**Extrait du texte**
%%

Le pape du rock pataphysique et sa charmante fille Moon Unit ont répondu en vingt rounds à PLAYBOY... et nous ont laissé K.o.
 
C’est à Hollywood où il vit et travaille, que Frank Zappa a reçu nos envoyés spéciaux David et Victoria Sheff. Dans la vie, il est tout le contraire de l’image que ses fans et ses détracteurs peuvent avoir de lui. Si les textes de ses chansons sont souvent obscènes et à la limite du mauvais goût, Zappa, lui, est en fait quelqu’un de très fin et de très cultivé, curieux de tout, aussi à l’aise dans la composition de musique sérielle qu’à la tête de ses groupes successifs (une trentaine d’albums à ce jour). Entre une commande pour Pierre Boulez qui sera interprétée cet hiver à Paris et des répétitions avec son groupe actuel, ce père de quatre enfants a trouvé le temps de concocter un tube pour sa fille, Moon Unit (14 ans) qui était présente pendant l’interview. A ceux qui lui reprochent d’être complètement cinglé, il donne raison: «Je suis un dingue... de boulot ». Cela ne l’empêche pas, comme on le vérifiera plus bas, d’en connaître un morceau sur les petites culottes, les groupies en chaleur et le zoo de Los Angeles.

%%

**Consigne écrite**
Reproduisez à l'identique l'intégralité du texte sur Frank Zappa. Ces lignes proviennent d'une autre source.

**Données fournies**
%%

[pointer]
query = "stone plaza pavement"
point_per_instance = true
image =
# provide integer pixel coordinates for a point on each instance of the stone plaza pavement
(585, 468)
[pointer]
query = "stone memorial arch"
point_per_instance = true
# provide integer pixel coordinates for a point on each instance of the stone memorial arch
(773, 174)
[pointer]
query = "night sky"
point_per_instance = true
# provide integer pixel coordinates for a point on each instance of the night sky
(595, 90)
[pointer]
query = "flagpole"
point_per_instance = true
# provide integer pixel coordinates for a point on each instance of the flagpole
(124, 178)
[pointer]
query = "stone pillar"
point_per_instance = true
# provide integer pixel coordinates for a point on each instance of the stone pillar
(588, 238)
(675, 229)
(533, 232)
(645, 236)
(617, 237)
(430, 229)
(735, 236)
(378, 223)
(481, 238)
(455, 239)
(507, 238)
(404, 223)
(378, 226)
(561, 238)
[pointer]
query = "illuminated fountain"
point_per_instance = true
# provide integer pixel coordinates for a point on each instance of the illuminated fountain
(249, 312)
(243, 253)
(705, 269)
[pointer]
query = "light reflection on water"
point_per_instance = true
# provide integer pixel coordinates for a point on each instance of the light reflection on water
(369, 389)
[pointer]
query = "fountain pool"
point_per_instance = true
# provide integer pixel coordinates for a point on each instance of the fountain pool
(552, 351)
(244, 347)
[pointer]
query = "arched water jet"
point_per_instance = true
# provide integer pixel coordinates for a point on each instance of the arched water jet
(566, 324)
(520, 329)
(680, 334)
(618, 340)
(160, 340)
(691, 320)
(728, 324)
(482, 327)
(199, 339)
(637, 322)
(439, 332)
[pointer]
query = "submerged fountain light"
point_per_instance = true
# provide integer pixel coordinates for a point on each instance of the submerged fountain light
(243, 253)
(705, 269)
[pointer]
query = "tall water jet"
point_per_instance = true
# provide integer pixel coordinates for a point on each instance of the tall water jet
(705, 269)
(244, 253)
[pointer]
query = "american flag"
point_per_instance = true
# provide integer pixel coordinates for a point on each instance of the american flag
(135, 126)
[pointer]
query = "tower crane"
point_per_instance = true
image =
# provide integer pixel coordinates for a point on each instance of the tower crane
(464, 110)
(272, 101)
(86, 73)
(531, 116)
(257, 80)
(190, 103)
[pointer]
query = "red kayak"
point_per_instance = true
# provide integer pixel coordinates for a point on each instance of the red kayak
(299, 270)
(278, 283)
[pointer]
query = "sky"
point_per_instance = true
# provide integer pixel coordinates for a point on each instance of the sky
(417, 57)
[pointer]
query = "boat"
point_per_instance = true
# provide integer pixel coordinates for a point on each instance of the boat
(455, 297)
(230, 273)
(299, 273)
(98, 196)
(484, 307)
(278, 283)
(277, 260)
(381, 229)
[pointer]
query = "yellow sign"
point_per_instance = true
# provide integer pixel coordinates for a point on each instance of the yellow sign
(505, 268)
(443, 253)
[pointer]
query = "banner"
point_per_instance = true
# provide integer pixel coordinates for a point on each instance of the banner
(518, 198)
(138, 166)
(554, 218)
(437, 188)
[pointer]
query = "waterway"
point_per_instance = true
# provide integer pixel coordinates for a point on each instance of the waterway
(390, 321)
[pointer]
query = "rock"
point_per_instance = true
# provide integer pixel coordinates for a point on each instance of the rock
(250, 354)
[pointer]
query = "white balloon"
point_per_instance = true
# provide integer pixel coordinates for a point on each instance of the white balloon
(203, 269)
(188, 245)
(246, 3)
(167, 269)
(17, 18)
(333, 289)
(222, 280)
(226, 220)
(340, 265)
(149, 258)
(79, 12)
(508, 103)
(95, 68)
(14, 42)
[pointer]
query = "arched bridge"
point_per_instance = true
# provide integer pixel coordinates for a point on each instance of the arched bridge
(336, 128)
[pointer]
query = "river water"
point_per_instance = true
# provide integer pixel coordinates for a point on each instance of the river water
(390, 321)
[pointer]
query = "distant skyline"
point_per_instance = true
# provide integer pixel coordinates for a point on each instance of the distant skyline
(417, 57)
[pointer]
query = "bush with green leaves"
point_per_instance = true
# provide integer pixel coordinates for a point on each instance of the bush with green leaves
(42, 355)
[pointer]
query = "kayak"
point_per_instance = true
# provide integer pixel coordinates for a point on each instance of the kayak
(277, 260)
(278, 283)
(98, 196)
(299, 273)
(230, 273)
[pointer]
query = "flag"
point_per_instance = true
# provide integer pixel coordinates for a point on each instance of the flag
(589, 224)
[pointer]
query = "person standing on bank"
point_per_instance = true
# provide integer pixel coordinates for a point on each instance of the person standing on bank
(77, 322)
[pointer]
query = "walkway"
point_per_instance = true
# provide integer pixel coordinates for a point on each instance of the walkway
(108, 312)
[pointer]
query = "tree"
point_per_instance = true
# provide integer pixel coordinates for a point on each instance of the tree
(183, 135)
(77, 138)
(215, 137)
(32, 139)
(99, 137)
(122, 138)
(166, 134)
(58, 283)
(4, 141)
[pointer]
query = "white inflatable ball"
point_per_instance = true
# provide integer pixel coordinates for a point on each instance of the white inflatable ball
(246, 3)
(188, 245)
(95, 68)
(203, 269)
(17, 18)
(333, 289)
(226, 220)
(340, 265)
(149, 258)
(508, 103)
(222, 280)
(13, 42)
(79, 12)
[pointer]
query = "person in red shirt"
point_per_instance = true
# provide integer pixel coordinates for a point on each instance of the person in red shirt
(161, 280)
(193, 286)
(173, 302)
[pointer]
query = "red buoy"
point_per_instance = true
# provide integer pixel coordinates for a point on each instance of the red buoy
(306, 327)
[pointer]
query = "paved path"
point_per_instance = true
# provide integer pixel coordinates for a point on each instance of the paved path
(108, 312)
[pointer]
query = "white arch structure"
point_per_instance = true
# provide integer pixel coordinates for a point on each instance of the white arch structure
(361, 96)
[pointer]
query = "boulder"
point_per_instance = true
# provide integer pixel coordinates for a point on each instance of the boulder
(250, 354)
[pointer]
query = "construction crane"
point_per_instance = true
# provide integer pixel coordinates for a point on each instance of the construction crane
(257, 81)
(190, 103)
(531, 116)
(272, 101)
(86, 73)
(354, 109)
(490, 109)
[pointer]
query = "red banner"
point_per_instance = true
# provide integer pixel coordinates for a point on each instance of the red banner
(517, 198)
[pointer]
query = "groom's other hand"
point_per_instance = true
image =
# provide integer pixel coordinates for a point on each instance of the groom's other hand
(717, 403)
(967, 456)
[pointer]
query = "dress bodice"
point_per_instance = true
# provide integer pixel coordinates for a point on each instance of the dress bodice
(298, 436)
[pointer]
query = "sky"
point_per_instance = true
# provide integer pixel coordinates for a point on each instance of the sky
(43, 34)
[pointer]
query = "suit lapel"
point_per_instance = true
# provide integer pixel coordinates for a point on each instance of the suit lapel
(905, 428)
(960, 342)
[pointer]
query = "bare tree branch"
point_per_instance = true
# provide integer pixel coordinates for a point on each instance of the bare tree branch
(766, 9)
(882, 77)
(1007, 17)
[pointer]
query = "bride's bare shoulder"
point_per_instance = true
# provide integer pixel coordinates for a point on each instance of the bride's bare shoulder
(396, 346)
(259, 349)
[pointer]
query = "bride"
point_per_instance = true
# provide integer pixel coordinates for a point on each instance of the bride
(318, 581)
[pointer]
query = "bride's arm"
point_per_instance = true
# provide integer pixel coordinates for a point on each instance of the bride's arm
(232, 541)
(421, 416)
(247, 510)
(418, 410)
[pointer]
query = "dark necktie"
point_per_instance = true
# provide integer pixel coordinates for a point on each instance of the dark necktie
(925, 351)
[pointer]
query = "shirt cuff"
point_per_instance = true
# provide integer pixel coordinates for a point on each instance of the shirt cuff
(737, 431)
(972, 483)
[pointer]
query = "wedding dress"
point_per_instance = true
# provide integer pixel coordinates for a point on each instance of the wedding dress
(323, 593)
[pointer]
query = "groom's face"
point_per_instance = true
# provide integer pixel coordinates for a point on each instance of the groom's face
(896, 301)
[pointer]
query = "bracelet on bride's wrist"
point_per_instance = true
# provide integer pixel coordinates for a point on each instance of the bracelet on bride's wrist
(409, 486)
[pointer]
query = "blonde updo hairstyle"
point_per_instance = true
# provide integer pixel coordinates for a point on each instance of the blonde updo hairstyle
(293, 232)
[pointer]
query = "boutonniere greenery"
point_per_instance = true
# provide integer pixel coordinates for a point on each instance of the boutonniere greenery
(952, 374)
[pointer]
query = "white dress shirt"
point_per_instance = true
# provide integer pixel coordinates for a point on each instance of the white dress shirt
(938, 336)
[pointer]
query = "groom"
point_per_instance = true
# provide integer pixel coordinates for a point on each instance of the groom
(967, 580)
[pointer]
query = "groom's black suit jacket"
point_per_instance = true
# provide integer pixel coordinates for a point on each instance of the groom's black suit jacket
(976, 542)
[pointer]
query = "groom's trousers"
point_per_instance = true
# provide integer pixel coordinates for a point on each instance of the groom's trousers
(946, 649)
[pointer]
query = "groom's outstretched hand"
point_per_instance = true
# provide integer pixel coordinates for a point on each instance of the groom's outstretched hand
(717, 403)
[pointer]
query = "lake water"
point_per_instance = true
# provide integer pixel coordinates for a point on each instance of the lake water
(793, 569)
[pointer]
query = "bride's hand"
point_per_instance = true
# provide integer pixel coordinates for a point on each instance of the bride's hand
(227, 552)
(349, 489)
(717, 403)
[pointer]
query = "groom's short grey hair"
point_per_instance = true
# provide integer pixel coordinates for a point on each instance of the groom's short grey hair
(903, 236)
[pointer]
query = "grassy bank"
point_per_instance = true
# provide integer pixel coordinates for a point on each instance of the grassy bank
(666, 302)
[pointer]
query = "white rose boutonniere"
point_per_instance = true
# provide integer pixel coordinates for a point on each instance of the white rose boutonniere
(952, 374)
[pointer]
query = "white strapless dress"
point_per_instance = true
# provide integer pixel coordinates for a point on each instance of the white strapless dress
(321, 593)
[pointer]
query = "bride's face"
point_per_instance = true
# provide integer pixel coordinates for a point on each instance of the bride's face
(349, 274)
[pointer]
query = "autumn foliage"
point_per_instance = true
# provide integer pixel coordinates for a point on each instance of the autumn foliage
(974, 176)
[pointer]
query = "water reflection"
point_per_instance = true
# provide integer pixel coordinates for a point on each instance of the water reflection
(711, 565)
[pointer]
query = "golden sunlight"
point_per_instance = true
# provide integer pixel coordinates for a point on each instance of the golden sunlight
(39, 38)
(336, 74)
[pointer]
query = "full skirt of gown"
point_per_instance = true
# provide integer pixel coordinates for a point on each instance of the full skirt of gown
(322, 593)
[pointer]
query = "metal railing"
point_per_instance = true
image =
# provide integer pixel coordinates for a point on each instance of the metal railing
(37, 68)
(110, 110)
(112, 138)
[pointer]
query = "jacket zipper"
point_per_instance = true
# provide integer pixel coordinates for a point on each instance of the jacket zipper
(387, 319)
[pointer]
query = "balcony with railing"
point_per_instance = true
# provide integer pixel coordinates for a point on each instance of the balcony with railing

%%

**Corrigé de l'exercice**
Le pape du rock pataphysique et sa charmante fille Moon Unit ont répondu en vingt rounds à PLAYBOY... et nous ont laissé K.o.
 
C’est à Hollywood où il vit et travaille, que Frank Zappa a reçu nos envoyés spéciaux David et Victoria Sheff. Dans la vie, il est tout le contraire de l’image que ses fans et ses détracteurs peuvent avoir de lui. Si les textes de ses chansons sont souvent obscènes et à la limite du mauvais goût, Zappa, lui, est en fait quelqu’un de très fin et de très cultivé, curieux de tout, aussi à l’aise dans la composition de musique sérielle qu’à la tête de ses groupes successifs (une trentaine d’albums à ce jour). Entre une commande pour Pierre Boulez qui sera interprétée cet hiver à Paris et des répétitions avec son groupe actuel, ce père de quatre enfants a trouvé le temps de concocter un tube pour sa fille, Moon Unit (14 ans) qui était présente pendant l’interview. A ceux qui lui reprochent d’être complètement cinglé, il donne raison: «Je suis un dingue... de boulot ». Cela ne l’empêche pas, comme on le vérifiera plus bas, d’en connaître un morceau sur les petites culottes, les groupies en chaleur et le zoo de Los Angeles.